Saturday, Jan. 6, 2018 2:30 PM - 4:30 PM

Loews Philadelphia, Anthony
Hosted By: Union for Radical Political Economics
  • Chair: David Fields, University of Utah

Economic Development and Historical Specificity in the Late Karl Marx

Natália Bracarense
,
North Central College

Abstract

In the first volume of Capital, Karl Marx’s conceptualization of economic development as an historical process portrayed economic progress as a cosmopolitan, evolutionary, teleological process. The less-developed countries, in terms of industrial growth, could see their future reflected in the mirror of the most advanced. However, between 1870 and 1881, Marx reexamined this belief and observed the presence of heterogeneous social formations in the world. The present paper aims at analyzing Marx’s reflections on the meaning and historical possibilities of the coexistence, in varying degree, of capitalist and strong non-capitalist elements within a societal arrangement and their potential impact on our current understanding of economic development.

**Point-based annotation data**
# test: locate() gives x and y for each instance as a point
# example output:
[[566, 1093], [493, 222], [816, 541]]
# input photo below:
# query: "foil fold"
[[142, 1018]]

**EXERCISE TASKS**
a. Please copy the Marx session listing word for word, everything from "Economic Development and" down to "of economic development.".
b. Resume the Marx session listing after its final sentence.

**THE RESPONSES**
a.
Economic Development and Historical Specificity in the Late Karl Marx

Natália Bracarense
,
North Central College

Abstract

In the first volume of Capital, Karl Marx’s conceptualization of economic development as an historical process portrayed economic progress as a cosmopolitan, evolutionary, teleological process. The less-developed countries, in terms of industrial growth, could see their future reflected in the mirror of the most advanced. However, between 1870 and 1881, Marx reexamined this belief and observed the presence of heterogeneous social formations in the world. The present paper aims at analyzing Marx’s reflections on the meaning and historical possibilities of the coexistence, in varying degree, of capitalist and strong non-capitalist elements within a societal arrangement and their potential impact on our current understanding of economic development.

b.
American Institutionalism and the German Historical School: A Marginalist Inheritance

William McColloch
,
Keene State College

Abstract

While modern histories of economic thought commonly report that early American Institutionalists inherited an alternative approach to political economy from their engagement with, and study under founding figures of the German Historical School (GHS), the substance of this inheritance has not been closely examined. The present paper more carefully investigates this inter-relation through the work and thought of Richard Ely and others. It is argued that alongside the methodological pronouncements, and historical monographs, these early Institutionalists also carried over an awareness and acceptance of marginalist methods.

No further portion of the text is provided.